*** RECORDS SHOWN ***

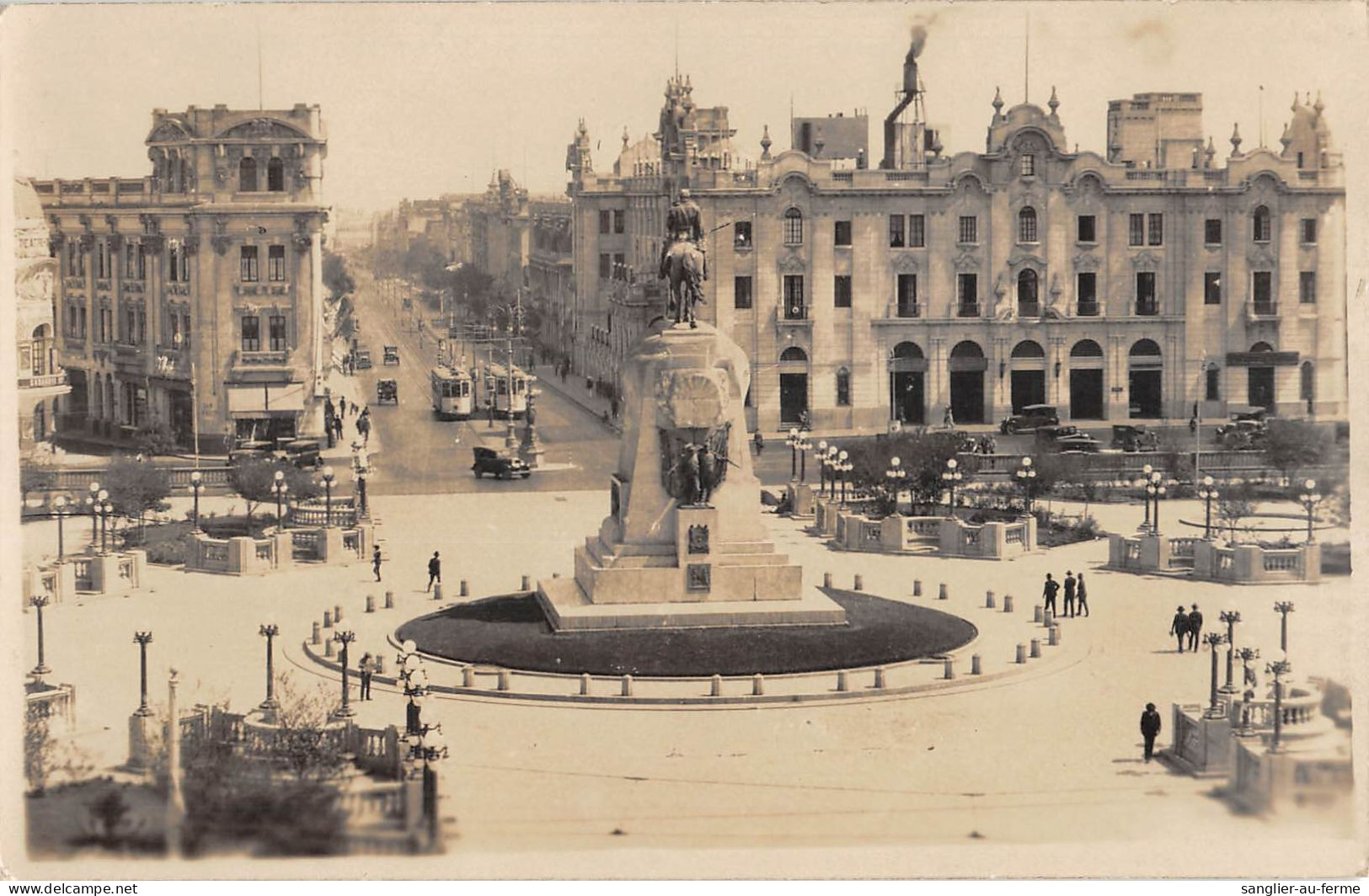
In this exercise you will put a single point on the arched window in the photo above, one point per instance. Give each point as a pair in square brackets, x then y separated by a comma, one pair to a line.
[1027, 304]
[275, 175]
[843, 387]
[247, 175]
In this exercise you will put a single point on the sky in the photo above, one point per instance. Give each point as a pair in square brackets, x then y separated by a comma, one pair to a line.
[420, 100]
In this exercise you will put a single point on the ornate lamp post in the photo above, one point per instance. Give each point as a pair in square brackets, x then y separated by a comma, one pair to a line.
[37, 602]
[950, 477]
[344, 635]
[281, 490]
[1213, 641]
[1230, 617]
[1208, 494]
[1283, 608]
[1309, 499]
[328, 491]
[270, 705]
[1277, 668]
[1025, 479]
[59, 506]
[142, 639]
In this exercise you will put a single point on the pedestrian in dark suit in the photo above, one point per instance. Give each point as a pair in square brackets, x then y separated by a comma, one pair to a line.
[434, 572]
[1150, 725]
[1049, 591]
[1179, 628]
[1194, 628]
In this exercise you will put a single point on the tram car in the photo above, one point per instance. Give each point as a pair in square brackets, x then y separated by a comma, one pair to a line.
[453, 393]
[497, 381]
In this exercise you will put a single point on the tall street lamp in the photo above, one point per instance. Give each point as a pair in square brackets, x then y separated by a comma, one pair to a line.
[1213, 641]
[1208, 493]
[1230, 617]
[37, 602]
[344, 635]
[1309, 499]
[270, 705]
[59, 509]
[142, 639]
[196, 484]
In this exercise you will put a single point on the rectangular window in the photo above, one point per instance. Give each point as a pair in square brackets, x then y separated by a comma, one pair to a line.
[1136, 230]
[1211, 287]
[251, 333]
[1146, 293]
[916, 232]
[896, 232]
[967, 295]
[1086, 291]
[906, 295]
[741, 291]
[968, 229]
[278, 342]
[275, 264]
[794, 308]
[842, 291]
[1263, 291]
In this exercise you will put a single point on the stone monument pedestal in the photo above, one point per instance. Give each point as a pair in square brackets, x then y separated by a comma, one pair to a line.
[683, 543]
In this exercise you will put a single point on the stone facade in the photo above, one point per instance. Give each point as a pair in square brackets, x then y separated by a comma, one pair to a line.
[981, 282]
[196, 291]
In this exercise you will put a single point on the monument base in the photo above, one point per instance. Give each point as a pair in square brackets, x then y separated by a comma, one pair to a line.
[569, 609]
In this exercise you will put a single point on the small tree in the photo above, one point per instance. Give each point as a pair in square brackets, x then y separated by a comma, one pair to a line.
[137, 488]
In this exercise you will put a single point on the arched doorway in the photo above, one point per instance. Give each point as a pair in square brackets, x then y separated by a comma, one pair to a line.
[1145, 381]
[906, 383]
[1029, 375]
[793, 386]
[967, 382]
[1086, 381]
[1259, 392]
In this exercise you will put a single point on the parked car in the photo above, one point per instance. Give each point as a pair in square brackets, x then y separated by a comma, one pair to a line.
[1132, 437]
[1029, 418]
[499, 464]
[1066, 440]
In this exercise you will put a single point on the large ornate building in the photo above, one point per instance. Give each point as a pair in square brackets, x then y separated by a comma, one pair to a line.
[192, 297]
[1139, 284]
[41, 379]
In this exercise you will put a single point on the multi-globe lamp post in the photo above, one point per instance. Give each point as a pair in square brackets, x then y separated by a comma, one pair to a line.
[1208, 493]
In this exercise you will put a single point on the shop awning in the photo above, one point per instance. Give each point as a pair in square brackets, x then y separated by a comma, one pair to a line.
[266, 398]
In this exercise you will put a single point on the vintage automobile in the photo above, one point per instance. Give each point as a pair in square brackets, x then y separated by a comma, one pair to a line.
[499, 464]
[387, 390]
[1066, 440]
[1132, 437]
[1029, 418]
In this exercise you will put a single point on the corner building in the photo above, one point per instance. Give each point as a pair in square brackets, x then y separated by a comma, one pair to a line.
[195, 295]
[1024, 274]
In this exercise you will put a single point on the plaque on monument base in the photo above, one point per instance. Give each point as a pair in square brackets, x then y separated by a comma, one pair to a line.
[683, 543]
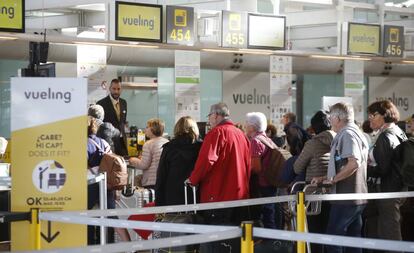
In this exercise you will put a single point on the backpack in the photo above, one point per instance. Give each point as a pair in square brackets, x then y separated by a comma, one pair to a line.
[277, 157]
[404, 157]
[115, 168]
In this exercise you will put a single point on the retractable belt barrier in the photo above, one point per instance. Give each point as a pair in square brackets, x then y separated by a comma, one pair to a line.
[208, 233]
[237, 203]
[183, 208]
[152, 244]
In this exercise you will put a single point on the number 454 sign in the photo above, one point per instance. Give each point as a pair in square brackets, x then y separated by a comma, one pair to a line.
[393, 41]
[180, 25]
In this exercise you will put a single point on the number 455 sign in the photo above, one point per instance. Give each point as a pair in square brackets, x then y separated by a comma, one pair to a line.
[393, 41]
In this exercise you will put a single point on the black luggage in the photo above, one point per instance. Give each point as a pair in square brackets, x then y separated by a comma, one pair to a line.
[183, 218]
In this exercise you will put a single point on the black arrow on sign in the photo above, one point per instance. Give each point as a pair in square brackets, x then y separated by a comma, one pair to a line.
[49, 238]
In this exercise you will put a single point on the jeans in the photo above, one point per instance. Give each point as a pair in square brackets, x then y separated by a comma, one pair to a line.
[345, 220]
[93, 199]
[224, 217]
[268, 210]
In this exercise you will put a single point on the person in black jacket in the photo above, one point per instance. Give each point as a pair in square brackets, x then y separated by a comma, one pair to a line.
[115, 113]
[382, 116]
[176, 163]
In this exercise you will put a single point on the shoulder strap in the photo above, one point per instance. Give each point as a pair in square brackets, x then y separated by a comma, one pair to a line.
[266, 142]
[97, 145]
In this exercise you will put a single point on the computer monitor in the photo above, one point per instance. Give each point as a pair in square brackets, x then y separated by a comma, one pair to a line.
[46, 70]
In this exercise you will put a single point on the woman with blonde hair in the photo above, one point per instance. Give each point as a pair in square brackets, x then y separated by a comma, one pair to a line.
[177, 162]
[151, 152]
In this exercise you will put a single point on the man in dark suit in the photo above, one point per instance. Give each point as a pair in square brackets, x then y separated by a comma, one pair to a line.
[115, 113]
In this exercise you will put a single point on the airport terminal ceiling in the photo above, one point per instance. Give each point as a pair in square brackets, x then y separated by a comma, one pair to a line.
[311, 29]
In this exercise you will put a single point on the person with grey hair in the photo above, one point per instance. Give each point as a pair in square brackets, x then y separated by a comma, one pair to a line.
[222, 171]
[260, 145]
[347, 173]
[106, 130]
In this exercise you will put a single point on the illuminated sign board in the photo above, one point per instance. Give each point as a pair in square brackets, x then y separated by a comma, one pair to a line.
[234, 29]
[364, 39]
[393, 41]
[12, 16]
[266, 32]
[138, 22]
[180, 25]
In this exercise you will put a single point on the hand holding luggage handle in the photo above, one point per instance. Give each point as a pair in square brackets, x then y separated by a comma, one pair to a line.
[186, 195]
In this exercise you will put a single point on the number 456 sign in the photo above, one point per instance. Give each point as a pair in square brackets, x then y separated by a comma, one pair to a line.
[393, 41]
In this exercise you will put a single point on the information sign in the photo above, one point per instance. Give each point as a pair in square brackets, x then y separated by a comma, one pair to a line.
[234, 29]
[364, 39]
[49, 157]
[138, 22]
[180, 25]
[393, 41]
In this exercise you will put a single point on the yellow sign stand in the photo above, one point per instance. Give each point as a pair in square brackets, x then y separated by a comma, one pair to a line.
[49, 159]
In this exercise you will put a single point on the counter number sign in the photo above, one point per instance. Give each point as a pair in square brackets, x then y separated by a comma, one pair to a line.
[180, 25]
[393, 41]
[234, 32]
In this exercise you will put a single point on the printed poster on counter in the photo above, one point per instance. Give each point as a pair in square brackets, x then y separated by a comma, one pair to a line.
[49, 134]
[280, 88]
[187, 84]
[354, 86]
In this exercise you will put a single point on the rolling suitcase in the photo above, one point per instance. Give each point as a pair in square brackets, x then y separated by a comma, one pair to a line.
[184, 218]
[136, 198]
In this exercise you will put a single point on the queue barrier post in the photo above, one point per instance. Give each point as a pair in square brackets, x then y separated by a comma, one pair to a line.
[35, 228]
[247, 243]
[300, 219]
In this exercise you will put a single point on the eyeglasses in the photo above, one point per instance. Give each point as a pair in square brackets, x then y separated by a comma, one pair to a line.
[371, 116]
[211, 113]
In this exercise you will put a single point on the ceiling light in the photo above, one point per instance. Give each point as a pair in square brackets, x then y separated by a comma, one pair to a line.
[255, 51]
[221, 50]
[112, 44]
[91, 7]
[7, 38]
[332, 57]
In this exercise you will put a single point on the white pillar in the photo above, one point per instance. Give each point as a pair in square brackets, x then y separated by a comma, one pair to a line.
[243, 5]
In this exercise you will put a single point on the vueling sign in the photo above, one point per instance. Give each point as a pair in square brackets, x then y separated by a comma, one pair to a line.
[364, 39]
[12, 15]
[139, 22]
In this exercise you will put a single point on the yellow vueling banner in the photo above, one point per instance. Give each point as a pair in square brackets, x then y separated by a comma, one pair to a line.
[49, 134]
[139, 22]
[364, 39]
[12, 15]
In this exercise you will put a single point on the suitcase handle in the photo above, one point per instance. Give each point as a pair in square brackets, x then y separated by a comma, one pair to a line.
[186, 195]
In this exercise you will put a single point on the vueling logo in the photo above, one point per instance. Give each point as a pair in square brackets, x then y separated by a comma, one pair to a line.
[49, 95]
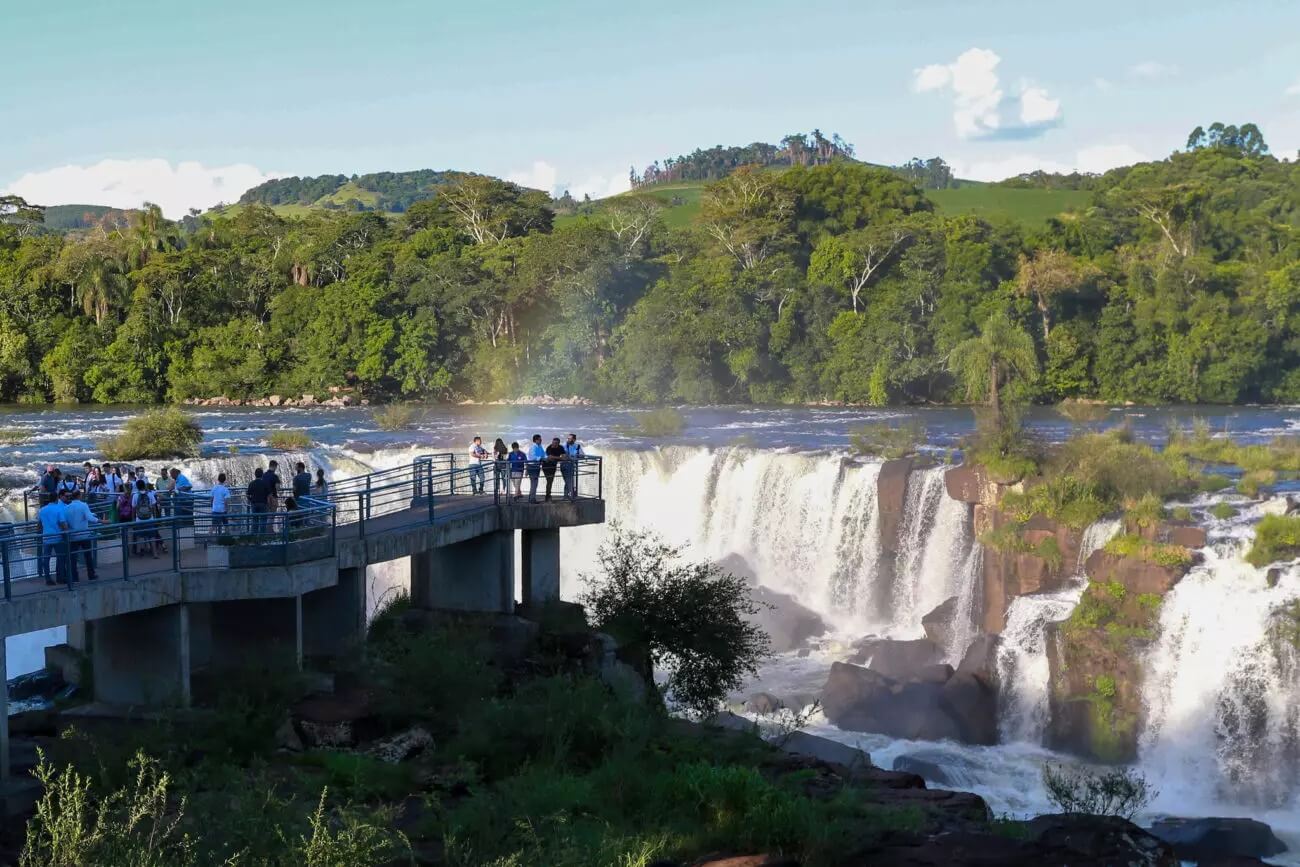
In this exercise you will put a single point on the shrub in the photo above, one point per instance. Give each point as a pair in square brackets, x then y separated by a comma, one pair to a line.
[655, 424]
[1277, 537]
[887, 441]
[76, 826]
[289, 439]
[1116, 792]
[395, 416]
[690, 618]
[154, 434]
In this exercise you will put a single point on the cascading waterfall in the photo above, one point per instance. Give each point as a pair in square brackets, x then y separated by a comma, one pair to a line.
[1022, 659]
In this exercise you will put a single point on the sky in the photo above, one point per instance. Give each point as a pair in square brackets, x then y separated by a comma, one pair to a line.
[190, 104]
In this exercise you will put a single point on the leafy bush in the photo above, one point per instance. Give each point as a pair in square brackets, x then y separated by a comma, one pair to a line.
[1114, 792]
[154, 434]
[1277, 537]
[395, 416]
[888, 441]
[690, 618]
[655, 424]
[134, 826]
[289, 439]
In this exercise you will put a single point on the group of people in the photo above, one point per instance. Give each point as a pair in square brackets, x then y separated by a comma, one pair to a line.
[538, 462]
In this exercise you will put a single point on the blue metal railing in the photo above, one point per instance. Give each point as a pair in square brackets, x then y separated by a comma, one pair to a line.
[187, 534]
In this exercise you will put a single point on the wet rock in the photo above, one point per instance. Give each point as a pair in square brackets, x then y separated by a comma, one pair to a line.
[897, 658]
[939, 623]
[399, 748]
[1204, 839]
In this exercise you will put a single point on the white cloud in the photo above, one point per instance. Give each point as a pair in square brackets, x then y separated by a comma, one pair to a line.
[1095, 159]
[1152, 69]
[980, 108]
[128, 183]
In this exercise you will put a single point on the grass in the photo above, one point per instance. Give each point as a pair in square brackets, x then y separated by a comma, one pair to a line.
[289, 439]
[888, 441]
[395, 416]
[1277, 537]
[154, 434]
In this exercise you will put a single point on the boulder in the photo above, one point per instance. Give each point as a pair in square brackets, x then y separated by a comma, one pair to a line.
[939, 623]
[897, 658]
[1205, 839]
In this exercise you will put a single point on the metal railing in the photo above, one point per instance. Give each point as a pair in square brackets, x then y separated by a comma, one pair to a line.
[186, 534]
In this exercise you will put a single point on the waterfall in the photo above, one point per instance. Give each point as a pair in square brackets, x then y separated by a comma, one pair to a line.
[1222, 686]
[1022, 659]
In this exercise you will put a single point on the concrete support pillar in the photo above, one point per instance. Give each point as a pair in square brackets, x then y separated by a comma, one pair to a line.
[143, 658]
[475, 575]
[540, 551]
[334, 618]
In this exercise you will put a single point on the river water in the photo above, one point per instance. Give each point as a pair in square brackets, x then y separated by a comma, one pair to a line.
[775, 489]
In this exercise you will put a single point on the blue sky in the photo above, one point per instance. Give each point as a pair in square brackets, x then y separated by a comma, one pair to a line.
[190, 103]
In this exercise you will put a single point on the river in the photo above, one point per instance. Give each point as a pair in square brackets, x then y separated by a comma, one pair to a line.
[771, 488]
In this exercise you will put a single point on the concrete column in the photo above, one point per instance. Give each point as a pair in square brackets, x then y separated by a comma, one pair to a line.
[541, 568]
[143, 658]
[475, 575]
[334, 618]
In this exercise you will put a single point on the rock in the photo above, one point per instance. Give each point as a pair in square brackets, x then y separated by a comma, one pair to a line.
[763, 703]
[892, 501]
[1203, 839]
[980, 659]
[399, 748]
[286, 737]
[939, 623]
[897, 658]
[930, 770]
[824, 750]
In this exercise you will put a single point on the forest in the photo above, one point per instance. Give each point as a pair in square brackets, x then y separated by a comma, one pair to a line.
[823, 281]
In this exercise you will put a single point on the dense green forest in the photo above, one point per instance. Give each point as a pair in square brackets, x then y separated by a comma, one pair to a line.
[1175, 281]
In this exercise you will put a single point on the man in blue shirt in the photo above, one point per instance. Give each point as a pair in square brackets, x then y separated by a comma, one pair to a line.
[536, 455]
[78, 517]
[53, 525]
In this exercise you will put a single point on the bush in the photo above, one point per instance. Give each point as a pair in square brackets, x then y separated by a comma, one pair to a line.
[1116, 792]
[289, 439]
[690, 618]
[154, 434]
[1277, 537]
[655, 424]
[888, 441]
[395, 416]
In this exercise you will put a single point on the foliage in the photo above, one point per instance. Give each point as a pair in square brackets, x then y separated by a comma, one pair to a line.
[888, 439]
[1277, 537]
[657, 424]
[1112, 792]
[289, 439]
[395, 416]
[690, 618]
[137, 826]
[156, 433]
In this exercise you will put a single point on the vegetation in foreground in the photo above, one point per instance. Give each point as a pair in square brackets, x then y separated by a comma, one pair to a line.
[152, 434]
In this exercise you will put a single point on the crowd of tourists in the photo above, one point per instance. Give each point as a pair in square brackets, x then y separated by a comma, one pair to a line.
[510, 465]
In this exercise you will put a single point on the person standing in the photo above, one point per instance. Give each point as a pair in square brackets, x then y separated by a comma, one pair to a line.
[302, 481]
[536, 455]
[477, 455]
[516, 459]
[53, 527]
[220, 504]
[81, 538]
[572, 454]
[554, 458]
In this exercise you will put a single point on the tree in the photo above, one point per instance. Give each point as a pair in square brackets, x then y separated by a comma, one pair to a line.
[1001, 355]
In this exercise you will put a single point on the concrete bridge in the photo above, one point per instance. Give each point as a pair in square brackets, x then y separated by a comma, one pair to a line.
[248, 585]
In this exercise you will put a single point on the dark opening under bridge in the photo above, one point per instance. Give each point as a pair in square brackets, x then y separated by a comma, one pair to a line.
[251, 584]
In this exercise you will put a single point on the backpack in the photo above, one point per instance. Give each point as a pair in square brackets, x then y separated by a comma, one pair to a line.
[143, 507]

*** End of RECORDS SHOWN ***

EXERCISE PROMPT: Output, unchanged, the lines from the line with "on the dark" through the final line of the material.

WRITTEN ANSWER:
In this exercise you will put a single point on the dark opening under bridge in the photo above, one point per instance. Give each point as a pair in square brackets, x then y separated by a comma, one pair to a line.
[251, 584]
In this exercise you will put a single point on the backpack in the photo above, one point per instance. Give each point as a pair in square brackets, x then y separated by a comma, one pair to a line.
[143, 507]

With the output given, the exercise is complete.